- Task requirements: The full listing should be duplicated word for word.

-=-=-=-=-

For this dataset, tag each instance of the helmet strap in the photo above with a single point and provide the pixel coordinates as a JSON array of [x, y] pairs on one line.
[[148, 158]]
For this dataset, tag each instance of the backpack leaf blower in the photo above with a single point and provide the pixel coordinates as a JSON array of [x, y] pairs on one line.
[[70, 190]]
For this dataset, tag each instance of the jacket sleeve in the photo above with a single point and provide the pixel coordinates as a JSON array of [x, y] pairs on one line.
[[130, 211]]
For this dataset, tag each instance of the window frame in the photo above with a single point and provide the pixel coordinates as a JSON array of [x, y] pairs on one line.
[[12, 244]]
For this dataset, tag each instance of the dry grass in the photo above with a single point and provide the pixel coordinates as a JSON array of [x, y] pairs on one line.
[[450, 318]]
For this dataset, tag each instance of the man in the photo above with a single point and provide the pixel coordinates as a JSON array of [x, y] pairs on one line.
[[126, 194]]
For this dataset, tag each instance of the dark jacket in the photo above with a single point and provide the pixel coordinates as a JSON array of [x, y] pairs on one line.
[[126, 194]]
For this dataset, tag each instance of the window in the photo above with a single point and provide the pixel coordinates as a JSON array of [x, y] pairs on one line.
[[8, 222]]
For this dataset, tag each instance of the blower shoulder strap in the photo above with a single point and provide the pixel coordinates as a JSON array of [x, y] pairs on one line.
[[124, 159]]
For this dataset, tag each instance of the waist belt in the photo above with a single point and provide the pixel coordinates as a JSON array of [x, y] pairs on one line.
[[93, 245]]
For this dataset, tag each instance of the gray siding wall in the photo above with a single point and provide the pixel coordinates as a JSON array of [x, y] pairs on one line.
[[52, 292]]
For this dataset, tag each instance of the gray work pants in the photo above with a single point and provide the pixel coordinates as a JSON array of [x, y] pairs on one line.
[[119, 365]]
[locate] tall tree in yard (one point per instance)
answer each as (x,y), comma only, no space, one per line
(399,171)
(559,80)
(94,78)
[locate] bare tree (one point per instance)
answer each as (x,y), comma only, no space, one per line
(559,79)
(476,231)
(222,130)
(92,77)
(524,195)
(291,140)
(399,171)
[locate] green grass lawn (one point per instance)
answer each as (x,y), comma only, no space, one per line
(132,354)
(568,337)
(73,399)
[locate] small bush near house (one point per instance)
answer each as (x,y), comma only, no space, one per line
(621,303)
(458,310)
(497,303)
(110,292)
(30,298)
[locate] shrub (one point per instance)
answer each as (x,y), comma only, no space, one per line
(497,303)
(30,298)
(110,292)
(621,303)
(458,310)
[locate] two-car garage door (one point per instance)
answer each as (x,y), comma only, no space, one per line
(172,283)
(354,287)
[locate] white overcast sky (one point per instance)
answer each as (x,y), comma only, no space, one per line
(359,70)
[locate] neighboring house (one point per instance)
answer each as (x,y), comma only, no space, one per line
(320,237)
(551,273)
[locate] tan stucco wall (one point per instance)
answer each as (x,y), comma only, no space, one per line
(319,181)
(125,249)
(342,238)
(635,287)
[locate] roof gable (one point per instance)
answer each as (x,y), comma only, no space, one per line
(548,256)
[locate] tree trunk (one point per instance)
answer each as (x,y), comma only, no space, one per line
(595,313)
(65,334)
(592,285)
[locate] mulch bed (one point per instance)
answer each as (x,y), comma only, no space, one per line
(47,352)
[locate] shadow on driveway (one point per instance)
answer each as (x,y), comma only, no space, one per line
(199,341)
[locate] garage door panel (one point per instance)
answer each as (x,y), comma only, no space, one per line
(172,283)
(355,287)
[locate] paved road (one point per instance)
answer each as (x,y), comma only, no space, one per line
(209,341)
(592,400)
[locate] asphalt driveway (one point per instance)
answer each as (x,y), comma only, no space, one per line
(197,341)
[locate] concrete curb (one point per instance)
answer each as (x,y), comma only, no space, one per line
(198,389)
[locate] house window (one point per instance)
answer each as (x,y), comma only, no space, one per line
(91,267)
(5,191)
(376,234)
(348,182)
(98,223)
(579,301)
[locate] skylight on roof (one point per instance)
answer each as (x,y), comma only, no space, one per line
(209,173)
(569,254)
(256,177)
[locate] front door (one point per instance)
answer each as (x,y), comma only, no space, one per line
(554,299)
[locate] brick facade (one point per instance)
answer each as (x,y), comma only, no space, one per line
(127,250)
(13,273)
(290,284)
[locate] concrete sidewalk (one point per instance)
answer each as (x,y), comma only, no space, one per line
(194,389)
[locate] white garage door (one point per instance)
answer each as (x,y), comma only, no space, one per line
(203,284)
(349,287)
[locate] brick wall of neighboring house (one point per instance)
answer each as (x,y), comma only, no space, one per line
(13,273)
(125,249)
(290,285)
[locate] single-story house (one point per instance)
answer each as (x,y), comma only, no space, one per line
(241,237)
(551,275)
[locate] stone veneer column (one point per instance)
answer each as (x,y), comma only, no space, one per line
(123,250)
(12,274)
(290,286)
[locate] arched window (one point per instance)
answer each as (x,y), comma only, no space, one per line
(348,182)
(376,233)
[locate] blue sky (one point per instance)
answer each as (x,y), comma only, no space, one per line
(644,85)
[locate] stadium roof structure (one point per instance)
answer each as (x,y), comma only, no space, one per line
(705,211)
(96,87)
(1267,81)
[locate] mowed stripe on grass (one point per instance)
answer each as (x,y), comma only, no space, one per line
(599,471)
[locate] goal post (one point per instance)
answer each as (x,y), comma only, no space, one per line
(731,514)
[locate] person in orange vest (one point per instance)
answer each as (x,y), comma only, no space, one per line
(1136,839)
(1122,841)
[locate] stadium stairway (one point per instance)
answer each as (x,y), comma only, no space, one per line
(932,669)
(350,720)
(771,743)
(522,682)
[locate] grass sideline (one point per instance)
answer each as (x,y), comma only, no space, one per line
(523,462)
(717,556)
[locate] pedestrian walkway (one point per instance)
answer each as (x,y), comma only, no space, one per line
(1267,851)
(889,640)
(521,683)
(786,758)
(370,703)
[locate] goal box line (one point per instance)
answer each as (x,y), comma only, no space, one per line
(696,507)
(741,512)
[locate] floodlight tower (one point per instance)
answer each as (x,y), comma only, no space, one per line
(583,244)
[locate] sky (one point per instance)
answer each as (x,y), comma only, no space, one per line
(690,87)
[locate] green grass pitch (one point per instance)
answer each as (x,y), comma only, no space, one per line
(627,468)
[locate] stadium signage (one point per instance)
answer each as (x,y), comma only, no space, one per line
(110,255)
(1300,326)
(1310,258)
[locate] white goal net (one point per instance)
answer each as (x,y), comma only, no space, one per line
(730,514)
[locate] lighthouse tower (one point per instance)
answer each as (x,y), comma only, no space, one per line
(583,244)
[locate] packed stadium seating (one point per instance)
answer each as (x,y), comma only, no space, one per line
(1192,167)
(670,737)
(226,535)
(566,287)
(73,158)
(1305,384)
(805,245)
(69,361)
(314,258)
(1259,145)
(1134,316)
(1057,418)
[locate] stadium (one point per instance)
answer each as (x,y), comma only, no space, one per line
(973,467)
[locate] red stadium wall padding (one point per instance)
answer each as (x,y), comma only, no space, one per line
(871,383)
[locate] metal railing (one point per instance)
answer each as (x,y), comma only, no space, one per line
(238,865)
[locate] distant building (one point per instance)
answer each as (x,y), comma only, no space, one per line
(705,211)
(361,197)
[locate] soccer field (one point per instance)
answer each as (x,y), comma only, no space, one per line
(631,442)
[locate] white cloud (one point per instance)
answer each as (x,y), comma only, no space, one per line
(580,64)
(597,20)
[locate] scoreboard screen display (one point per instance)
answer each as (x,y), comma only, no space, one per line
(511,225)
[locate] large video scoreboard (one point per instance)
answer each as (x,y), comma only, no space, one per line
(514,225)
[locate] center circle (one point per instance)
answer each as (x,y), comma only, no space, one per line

-=-=-=-=-

- Solution to the exercise:
For this dataset, tag each instance of the helmet strap in the photo above with a single point and provide the pixel coordinates as a JSON array of [x, y] pairs on one line.
[[148, 158]]
For this dataset, tag each instance of the backpack leaf blower in the photo above with a single point and provide the pixel coordinates as a JSON array of [x, y] pairs on one line.
[[70, 190]]
For this dataset, tag each instance of the jacket sleeve in the photo above with a single point and provide the pixel coordinates as a JSON array of [x, y] pairs on one line.
[[130, 211]]
For this dataset, tag each instance of the window frame in the photo above with a single point and provide the pixel coordinates as a JSON array of [x, y] pairs on one line.
[[12, 244]]
For this dataset, tag each instance of the dry grass in the photo above with a single point and provide the pixel coordinates as a JSON array of [x, y] pairs on one line.
[[450, 318]]
For this dataset, tag each instance of the man in the photo above with a single point and provide the pixel coordinates as a JSON array of [x, y] pairs on one line.
[[126, 194]]
For this dataset, tag each instance of the dark jacket in the photo above with a single point and provide the pixel coordinates as a JSON array of [x, y] pairs on one line.
[[126, 194]]
For this dataset, tag each instance of the window in the photo above with a single point and provide the pixel coordinates as a JSON array of [x, y] pairs on one line.
[[8, 222]]
For this dataset, tag each instance of the blower shoulder strap in the photo above with a single point and provide the pixel coordinates as a JSON array of [x, y] pairs on one line.
[[124, 159]]
For this dataset, tag each instance of the waist belt in the photo above with a single point and provide the pixel coordinates as a JSON array of [x, y] pairs on one line.
[[93, 245]]
For this dataset, tag each instance of the gray siding wall in the photo above with a single point and provide the pixel coordinates as a JSON array of [x, y] pairs on one line.
[[52, 292]]
For this dataset, tag each instance of the gray work pants in the photo above with a single point and provide the pixel coordinates as a JSON array of [x, y] pairs on one line.
[[119, 365]]
[locate] tall tree in yard (one point per instance)
answer each as (x,y), comma only, no space, one per line
(399,171)
(559,80)
(94,78)
[locate] bare tree (one point per instance)
answer each as (x,y), comma only, no space, one per line
(559,79)
(476,231)
(222,130)
(92,77)
(524,195)
(291,140)
(399,171)
[locate] green grass lawn (one point per instance)
answer each as (x,y), comma only, no space, one per line
(132,354)
(568,337)
(73,399)
[locate] small bush near house (one point per instance)
answer each as (x,y), comma only, no space, one per line
(621,303)
(458,310)
(497,303)
(110,292)
(30,298)
[locate] shrub (one point per instance)
answer each as (x,y), comma only, no space, one per line
(497,303)
(30,298)
(110,292)
(621,303)
(458,310)
[locate] two-car garage door (one point per instance)
answer each as (x,y), comma only, no space, one per line
(172,283)
(354,287)
[locate] white overcast sky (one point per instance)
answer each as (x,y), comma only, no space, one per line
(359,70)
[locate] neighboring house (one point per instance)
answer each as (x,y), comma only, no space, one per line
(320,237)
(551,273)
[locate] tan stucco wall (one point per instance)
answer each as (x,y), comma only, no space, one per line
(319,181)
(125,249)
(342,238)
(635,287)
[locate] roof gable (one point per instance)
answer each as (x,y), comma only, no space, one per line
(548,256)
[locate] tree trunk (one point per instance)
answer each as (x,y), comma only, no space, one per line
(595,313)
(65,334)
(592,285)
[locate] mulch bed (one point per instance)
answer each as (x,y), comma only, no space, one per line
(47,352)
[locate] shadow on driveway (one point per instance)
answer each as (x,y), comma only, no space, one per line
(199,341)
[locate] garage door panel (one point per instance)
answer each as (x,y), comma only, no space, one per line
(172,283)
(355,287)
[locate] paved road (one point per instance)
answer each as (x,y), comma only, no space, one per line
(209,341)
(592,400)
[locate] asphalt driveway (one point per instance)
answer each as (x,y), comma only, no space, one per line
(197,341)
[locate] concrete curb (one point per instance)
answer each as (x,y), comma only, no space, one per line
(198,389)
[locate] house window (one point per instance)
answer each as (x,y), comma only, no space, one per line
(91,267)
(5,191)
(376,234)
(348,182)
(98,223)
(579,301)
[locate] skylight on roof (one point per instance)
answer each as (x,y), comma only, no space, one per line
(209,173)
(569,254)
(256,177)
[locate] front door (one point per instance)
answer each as (x,y), comma only, no space, one per line
(554,299)
[locate] brick facade (one point per instance)
answer each as (x,y), comma only, no space, one per line
(127,250)
(13,273)
(290,284)
[locate] concrete sidewalk (one point per instance)
answer each as (x,y), comma only, no space, one per line
(194,389)
[locate] white garage door (one point per instance)
answer each as (x,y), comma only, no space, one per line
(203,284)
(349,287)
[locate] brick wall of neighboring house (one point per instance)
answer each as (x,y), comma only, no space, one per line
(13,273)
(125,249)
(290,285)
[locate] single-story house (one point per instance)
answer each as (x,y), comma only, no space, one per line
(241,237)
(551,275)
[locate] stone veneer column (one point per instance)
answer each as (x,y), comma only, no space, one per line
(123,250)
(12,274)
(290,286)
[locate] arched window (one point per instance)
answer each as (x,y), comma only, no space, one per line
(348,182)
(376,233)
[locate] blue sky (one point per instance)
answer each as (x,y), comma only, no space, one per line
(644,85)
[locate] stadium roof structure (one point per instance)
answer each as (x,y), comma only, no space, one per line
(705,211)
(96,87)
(1267,81)
[locate] mowed stripe on grass (one point per instance)
answer each as (x,y), comma only, no space, one per line
(599,471)
[locate] goal post (one point per instance)
answer each as (x,y), comma only, no space, one per line
(731,514)
[locate] person in orange vest (one point per instance)
answer each as (x,y), comma only, no space, one per line
(1136,839)
(1122,841)
[locate] stadium stairway (one point per instance)
answer each as (x,y), comma only, no space, one per line
(932,669)
(350,720)
(771,743)
(522,682)
[locate] grass sideline (one point per instance)
answer each as (x,y), comma only, no space, one per line
(523,462)
(717,556)
[locate] pedestrian walkway (one point per instance)
answer each as (x,y), comma only, no space, one per line
(1267,851)
(889,640)
(521,683)
(786,758)
(370,703)
[locate] goal box line (one point per instance)
answer each as (x,y), comma only, no space, one per line
(696,507)
(741,512)
[locate] floodlight tower (one point per instance)
answer each as (x,y), comma only, no space, one per line
(583,244)
[locate] sky (one point per instance)
answer each as (x,y), comma only, no space, one per line
(690,87)
[locate] green grass pitch (one point per instance)
answer each as (x,y), comma only, no space, one per line
(627,468)
[locate] stadium signage (one point per instance)
answer each as (x,y), comma only, no space, one per line
(110,255)
(1300,326)
(1310,258)
[locate] white goal net (one point per instance)
answer each as (x,y), comma only, no space, one per line
(730,514)
[locate] lighthouse tower (one point per instance)
answer each as (x,y), comma only, no space, one per line
(583,244)
[locate] packed stadium seating (one point per instance)
answer each as (x,y), comma only, no space, one per line
(1192,167)
(670,737)
(226,535)
(566,287)
(73,158)
(1305,384)
(805,245)
(69,361)
(314,258)
(1259,145)
(1134,316)
(1057,418)
[locate] stadium (one point per instance)
answer each as (x,y), comma only, no space, one per line
(973,467)
[locate] red stadium wall padding (one point per instance)
answer each as (x,y), comma only, no space, one per line
(871,383)
[locate] metal railing (one point per instance)
answer each as (x,y), comma only, no space, one per line
(238,865)
[locate] distant building (one point per instance)
answer each as (x,y), comma only, no space, one per line
(705,211)
(361,197)
[locate] soccer field (one point per instance)
answer each as (x,y), comma only, no space, one per line
(631,442)
[locate] white cloud (one point per instance)
answer each as (x,y), comma only, no space, one per line
(580,64)
(597,20)
[locate] scoreboard screen display (one point per instance)
answer each as (x,y), comma only, no space, one per line
(511,225)
[locate] large video scoreboard (one point per instance)
answer each as (x,y), comma only, no space, one per line
(514,225)
[locate] center circle (one point per instance)
answer each as (x,y), comma only, no space, one per line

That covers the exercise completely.